Direction 1:
In the beach outing passage below, rewrite the part that begins with the words containing "Here we were" and ends with "of having kids?", replacing "email" with "messages".
Direction 2:
In the beach outing passage below, what was the husband doing on his phone?
Direction 3:
Decide whether each statement agrees with the beach outing passage below, and support each answer with the exact words from the passage: (a) The couple explored a cave. (b) There were four teenage girls on the beach. (c) The couple talked about work during the outing.
--- Begin Extract provided ---
While vacationing in San Francisco recently, my husband and I spent a relaxing afternoon walking along a quiet beach and exploring a cave. While we enjoyed our little picnic, we noticed three giddy teenage girls giggling, running around, and splashing in the water—seemingly without a care in the world. We envied their youthfulness, their energy, and their care-free attitudes. In comparison, we felt…old.
Here we were out on what could be called a good date, and we were talking about work of all things, while my husband was checking his email on his phone! It wasn’t that long ago that my husband and I had the vitality of those girls. What happened along the way? I don’t know anybody in their late twenties and early thirties who embody the kind of attitude that those girls had. Do we lose our youthfulness after we get “real jobs”? Or is it after we are strapped down with mortgage payments and the joys/burdens of having kids?
--- End Extract provided ---
--- Begin Supplied information ---
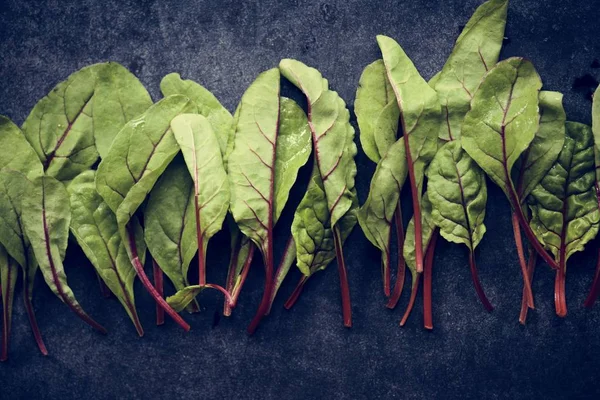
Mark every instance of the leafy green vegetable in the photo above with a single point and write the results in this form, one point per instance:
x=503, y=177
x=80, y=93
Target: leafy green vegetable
x=500, y=126
x=202, y=155
x=170, y=226
x=374, y=96
x=9, y=272
x=458, y=195
x=63, y=126
x=46, y=221
x=564, y=205
x=476, y=51
x=419, y=117
x=220, y=119
x=94, y=226
x=263, y=166
x=140, y=153
x=333, y=141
--- End Supplied information ---
Correct response 1:
Here we were out on what could be called a good date, and we were talking about work of all things, while my husband was checking his messages on his phone! It wasn’t that long ago that my husband and I had the vitality of those girls. What happened along the way? I don’t know anybody in their late twenties and early thirties who embody the kind of attitude that those girls had. Do we lose our youthfulness after we get “real jobs”? Or is it after we are strapped down with mortgage payments and the joys/burdens of having kids?

Correct response 2:
Checking his email.

Correct response 3:
(a) Yes: "exploring a cave."
(b) No: "three giddy teenage girls."
(c) Yes: "we were talking about work of all things."